| Text segment |
In this workshop we will tackle the problem of writing poetry in the present moment at a range of scales, thinking critically about our world's obsession with the "contemporary." At the grandest scale, we will ask what it means to write into the contemporary moment, one in which we seem to feel time fading with every status update and tweet, and one that demands embodied engagement-reading works that have been written recently, in dialogue with living authors. At the most intimate scale, we will consider how poetry can cultivate critical awareness of the present moment amidst forces that pull us with dopamine-induced promises and regrets into the future and past. How does poetry, with its odd ability to punctuate, syncopate, fragment, and suspend time, intervene in daily life and in the historical record? Authors for consideration will include Issa, Basho, Gertrude Stein, F.T. Marinetti, David Harvey, Cecilia Vicuna, Bernadette Mayer, Etel Adnan, Leslie Scalapino, Lyn Hejinian, Julie Patton, CA Conrad, Julian T. Brolaski, and Bhanu Kapil. Students will have the chance to experiment with different forms of attunement to the present, and will produce a daybook in tandem with a final "book" project that may take a range of forms.

| Data provided |
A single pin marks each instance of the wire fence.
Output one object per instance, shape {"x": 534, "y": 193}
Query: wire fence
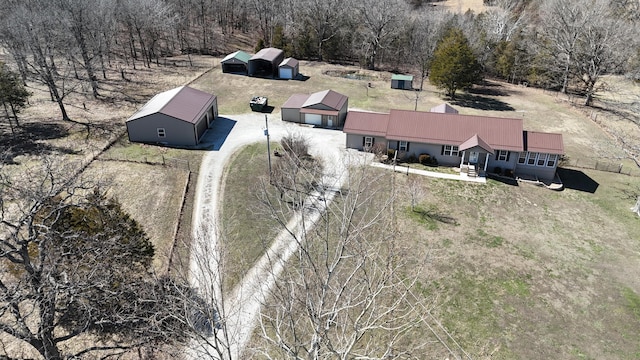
{"x": 154, "y": 160}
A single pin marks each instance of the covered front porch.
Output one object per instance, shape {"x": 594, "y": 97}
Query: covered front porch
{"x": 475, "y": 157}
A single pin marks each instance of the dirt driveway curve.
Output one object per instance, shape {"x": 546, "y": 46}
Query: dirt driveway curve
{"x": 229, "y": 134}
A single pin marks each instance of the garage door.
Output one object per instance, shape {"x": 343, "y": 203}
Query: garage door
{"x": 313, "y": 119}
{"x": 285, "y": 73}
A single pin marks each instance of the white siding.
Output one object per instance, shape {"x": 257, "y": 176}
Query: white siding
{"x": 313, "y": 119}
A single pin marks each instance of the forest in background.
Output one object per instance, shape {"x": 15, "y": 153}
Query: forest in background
{"x": 564, "y": 45}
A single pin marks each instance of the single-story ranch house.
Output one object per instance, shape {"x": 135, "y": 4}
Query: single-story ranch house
{"x": 325, "y": 108}
{"x": 237, "y": 62}
{"x": 476, "y": 144}
{"x": 176, "y": 117}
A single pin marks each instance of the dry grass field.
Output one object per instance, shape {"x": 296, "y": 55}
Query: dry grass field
{"x": 523, "y": 272}
{"x": 152, "y": 194}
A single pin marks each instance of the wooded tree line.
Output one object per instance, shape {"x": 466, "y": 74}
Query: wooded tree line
{"x": 565, "y": 45}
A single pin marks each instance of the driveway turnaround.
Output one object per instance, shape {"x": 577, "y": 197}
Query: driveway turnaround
{"x": 241, "y": 307}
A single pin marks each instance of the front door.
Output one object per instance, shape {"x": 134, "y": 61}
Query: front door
{"x": 473, "y": 157}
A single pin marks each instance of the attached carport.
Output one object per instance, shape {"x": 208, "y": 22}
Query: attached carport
{"x": 265, "y": 63}
{"x": 236, "y": 63}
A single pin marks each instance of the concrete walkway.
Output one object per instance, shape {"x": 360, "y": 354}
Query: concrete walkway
{"x": 405, "y": 169}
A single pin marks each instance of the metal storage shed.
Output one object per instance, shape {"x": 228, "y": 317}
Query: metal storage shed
{"x": 325, "y": 108}
{"x": 265, "y": 62}
{"x": 404, "y": 82}
{"x": 236, "y": 62}
{"x": 288, "y": 68}
{"x": 176, "y": 117}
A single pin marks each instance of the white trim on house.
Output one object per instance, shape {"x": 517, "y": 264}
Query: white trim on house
{"x": 450, "y": 150}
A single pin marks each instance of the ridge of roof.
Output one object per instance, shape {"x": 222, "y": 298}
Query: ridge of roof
{"x": 474, "y": 141}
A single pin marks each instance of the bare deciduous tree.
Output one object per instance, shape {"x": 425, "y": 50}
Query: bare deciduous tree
{"x": 76, "y": 268}
{"x": 378, "y": 22}
{"x": 344, "y": 292}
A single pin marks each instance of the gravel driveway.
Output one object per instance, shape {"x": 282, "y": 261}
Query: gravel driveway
{"x": 229, "y": 134}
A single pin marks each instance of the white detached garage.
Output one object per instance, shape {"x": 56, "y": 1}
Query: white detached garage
{"x": 325, "y": 108}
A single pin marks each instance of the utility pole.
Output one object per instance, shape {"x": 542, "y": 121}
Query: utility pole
{"x": 266, "y": 133}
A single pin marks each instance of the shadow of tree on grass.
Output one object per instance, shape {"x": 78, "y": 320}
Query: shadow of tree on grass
{"x": 29, "y": 139}
{"x": 481, "y": 103}
{"x": 430, "y": 215}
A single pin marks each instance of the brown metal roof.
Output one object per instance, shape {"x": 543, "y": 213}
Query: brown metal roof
{"x": 269, "y": 54}
{"x": 188, "y": 104}
{"x": 291, "y": 62}
{"x": 318, "y": 111}
{"x": 328, "y": 98}
{"x": 543, "y": 142}
{"x": 454, "y": 129}
{"x": 476, "y": 141}
{"x": 366, "y": 123}
{"x": 295, "y": 101}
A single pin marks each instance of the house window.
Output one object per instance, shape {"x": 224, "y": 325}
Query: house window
{"x": 450, "y": 150}
{"x": 531, "y": 158}
{"x": 503, "y": 155}
{"x": 542, "y": 159}
{"x": 522, "y": 158}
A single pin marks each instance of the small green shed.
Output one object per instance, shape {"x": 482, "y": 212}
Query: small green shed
{"x": 404, "y": 82}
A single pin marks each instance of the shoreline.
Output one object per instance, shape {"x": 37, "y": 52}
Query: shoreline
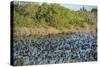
{"x": 26, "y": 32}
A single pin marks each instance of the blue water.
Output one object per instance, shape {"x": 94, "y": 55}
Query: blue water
{"x": 54, "y": 49}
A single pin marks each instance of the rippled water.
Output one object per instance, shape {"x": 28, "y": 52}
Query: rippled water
{"x": 53, "y": 49}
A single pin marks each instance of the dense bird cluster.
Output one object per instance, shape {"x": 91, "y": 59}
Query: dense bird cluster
{"x": 53, "y": 49}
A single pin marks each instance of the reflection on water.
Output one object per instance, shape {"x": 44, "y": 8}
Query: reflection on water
{"x": 53, "y": 49}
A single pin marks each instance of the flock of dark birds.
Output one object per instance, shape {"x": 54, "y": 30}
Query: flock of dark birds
{"x": 54, "y": 49}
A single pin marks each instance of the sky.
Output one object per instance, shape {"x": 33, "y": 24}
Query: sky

| Exercise brief |
According to the workshop description, what will students produce alongside their final "book" project? Rely only on the workshop description for this.

| Answer to this problem |
A daybook.